Arbeitsaufträge
A - Zitieren Sie aus dem Text über den Umgang mit Kritik wörtlich: Beginnen Sie bei den Worten „Letztlich ergibt sich“ und hören Sie nach „pünktlich zu sein.“ auf.
B - Führen Sie den Text über den Umgang mit Kritik im Anschluss an seinen letzten Satz weiter.

Textauszug
Unsere Autorin: Rita Reichenbach Lachenmann ist Agrarwissenschaftlerin und Pädagogin.
Wir alle umgeben uns gerne mit Menschen, die uns gut finden und bejahen. Kritik anzunehmen, fällt dagegen häufig nicht so leicht. Auch sie zu äußern, hat seine Tücken. Denn bevor wir kritisieren, sollten wir unsere Beweggründe reflektieren. Ist die Rückmeldung berechtigt oder spielen andere Motive eine Rolle? Macht die Auszubildende Anna nur deshalb eine spitze Bemerkung über den Stall-Hygieneplan von Studentin Yvonne, weil sie in Konkurrenz zu dieser steht?
Kritik im beruflichen Kontext
Aber nehmen wir mal an, eine Kritik ist angebracht. Ein Beispiel: Ein Landwirtsehepaar ist mit seinem Mitarbeiter Stefan fachlich sehr zufrieden, aber es gibt ein Problem. Er kommt – nicht immer, aber häufig – zu spät zum morgendlichen Melken. Was tun?
Während Landwirt Alexander sich auf ein klärendes Gespräch mit Stefan vorbereitet, fällt ihm auf, dass dieser vor allem dann unpünktlich ist, wenn er Wochenenddienst hat. So merkt Alexander zu Beginn der Unterhaltung an:
„Lieber Stefan, wir sind froh, dass Du unser Mitarbeiter bist. Du bist unser Milchkuh-Experte und erkennst kleinste Anzeichen, wenn mit einem Tier etwas nicht stimmt.“ Mit einer guten Prise Humor fügt Alexander dann hinzu: „Eine Entwicklungschance sehe ich aber noch: Die Pünktlichkeit, insbesondere am Wochenende, muss besser werden.“ Daraufhin erzählt Stefan, dass er ab Freitagabend feiert und das Wochenende genießt. Daher komme er zu spät.
Unpünktlichkeit beim Wochenenddienst
Gemeinsam spielen Alexander und Stefan daraufhin verschiedene Lösungswege durch und sammeln – ohne gleich die Schere im Kopf zu haben („geht nicht …“) – verschiedene Ideen:
Lösungsidee: Stefan, der zweimal pro Monat Wochenenddienst hat, arbeitet nicht mehr samstags und sonntags, dafür aber unter der Woche mehr.
Lösungsidee: An den Dienstwochenenden verzichtet er aufs Feiern.
Lösungsidee: Zwei andere Mitarbeiter werden um Hilfe gefragt.
Letztlich ergibt sich die Lösung dadurch, dass ein anderer Mitarbeiter bereit ist, einen Wochenenddienst für Stefan zu übernehmen. Ansonsten soll er das Feiern deutlich früher beenden, um am nächsten Morgen pünktlich zu sein.
Im privaten Umfeld
Auch im Umgang mit der Familie, dem Partner oder der Partnerin und Freunden äußern wir schnell mal Kritik. Aber steht es uns zu, die Art, wie der andere die Geschirrspülmaschine ausräumt, negativ zu kommentieren, nur weil er es anders macht als ich? Ist eine Rückmeldung eher angebracht, wenn ich davon betroffen bin – etwa wenn die Kühlschranktür häufig offen bleibt?

Auszüge aus einem Datensatz zur Ortsannotation
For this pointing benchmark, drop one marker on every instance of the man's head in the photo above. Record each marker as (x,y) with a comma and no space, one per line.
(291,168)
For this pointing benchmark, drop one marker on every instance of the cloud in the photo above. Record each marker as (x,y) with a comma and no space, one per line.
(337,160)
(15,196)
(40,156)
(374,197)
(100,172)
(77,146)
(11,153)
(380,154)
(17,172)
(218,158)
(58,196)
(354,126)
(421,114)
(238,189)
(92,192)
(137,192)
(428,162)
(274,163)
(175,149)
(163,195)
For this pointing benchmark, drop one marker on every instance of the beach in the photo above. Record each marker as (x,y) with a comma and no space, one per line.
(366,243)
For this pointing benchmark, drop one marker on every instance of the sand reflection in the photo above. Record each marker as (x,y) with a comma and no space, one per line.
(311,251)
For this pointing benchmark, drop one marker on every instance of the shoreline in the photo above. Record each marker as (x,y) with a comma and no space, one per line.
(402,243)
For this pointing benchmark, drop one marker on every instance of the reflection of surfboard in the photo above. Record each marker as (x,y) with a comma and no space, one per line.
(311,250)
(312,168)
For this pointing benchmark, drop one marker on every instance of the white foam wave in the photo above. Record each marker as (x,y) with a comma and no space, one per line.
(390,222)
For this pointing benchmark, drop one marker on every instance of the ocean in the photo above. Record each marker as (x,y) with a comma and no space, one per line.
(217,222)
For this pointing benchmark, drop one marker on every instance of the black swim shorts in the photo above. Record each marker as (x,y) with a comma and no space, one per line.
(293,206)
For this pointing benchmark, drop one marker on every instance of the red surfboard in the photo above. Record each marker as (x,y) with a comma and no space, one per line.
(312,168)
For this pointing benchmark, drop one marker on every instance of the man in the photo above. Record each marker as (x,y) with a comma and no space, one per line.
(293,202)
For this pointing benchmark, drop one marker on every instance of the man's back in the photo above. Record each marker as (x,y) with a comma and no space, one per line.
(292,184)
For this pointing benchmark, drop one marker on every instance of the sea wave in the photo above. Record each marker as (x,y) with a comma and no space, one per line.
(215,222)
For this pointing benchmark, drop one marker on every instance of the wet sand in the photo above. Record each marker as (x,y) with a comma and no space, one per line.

Erwartete Lösungen
A -
Letztlich ergibt sich die Lösung dadurch, dass ein anderer Mitarbeiter bereit ist, einen Wochenenddienst für Stefan zu übernehmen. Ansonsten soll er das Feiern deutlich früher beenden, um am nächsten Morgen pünktlich zu sein.

B -
Im Alltag kritisieren wir tendenziell eher, als dass wir würdigen.“
Hier kann die sogenannte VW-Regel helfen: Demnach sollten wir uns darin üben, einen Vorwurf in einen Wunsch umzuwandeln. Während Erster sich auf die nicht mehr veränderbare Vergangenheit bezieht, ist Letzter in die Zukunft gerichtet. Ein Wunsch erhöht die Chance, dass das Gegenüber zuhört und nicht zum Gegenvorwurf ausholt. Anstatt dem Ehemann zu sagen, „Immer geht es bei Dir nur um den Betrieb“, ist es hilfreicher, das eigentliche Bedürfnis zu äußern: „Ich würde gerne mal wieder mit Dir tanzen gehen.“
Feedback annehmen
Je näher die Beziehung zu einer anderen Person ist, desto empfindsamer sind wir meist. Dann nehmen wir Feedback rasch persönlich und geraten in Verteidigungsmodus oder gehen in Rückzug. Folgende Punkte können helfen, anders damit umzugehen:
Zuhören und ausreden lassen, möglichst nicht in Abwehrhaltung gehen. Auf Rechtfertigung verzichten.
Sich überlegen: Ist die Kritik berechtigt? Kann ich mich in diesem Aspekt verbessern? Gerade im beruflichen Kontext ist es förderlich, Kritik als Chance zur Entwicklung zu sehen. Denn Fehler sind keine Makel, sie sind Helfer.
Nachfragen und wiedergeben, z. B.: „Habe ich Dich richtig verstanden? Du findest meinen Hygieneplan zwar in der Sache korrekt, aber in der Praxis nicht umsetzbar? Könntest Du bitte Deine Bedenken konkretisieren?“
Sagen: „Ja, das kann ich nachvollziehen. Das leuchtet mir ein.“ Oft ist es auch gut, sich einen Zeitpuffer zu schaffen, indem man ankündigt: „Ich werde darüber nachdenken und gebe Dir bis … eine Rückmeldung.“
Aber: Neigt der Kritisierende zu emotionalem Kontrollverlust, wird persönlich und abwertend, sollte man Einhalt gebieten und deutlich machen, dass ein Gespräch so keinen Sinn ergibt: „Ich möchte nicht, dass Du in diesem Ton mit mir sprichst.“ Für ein ruhiges, sachliches Gespräch muss ein neuer Termin gefunden werden.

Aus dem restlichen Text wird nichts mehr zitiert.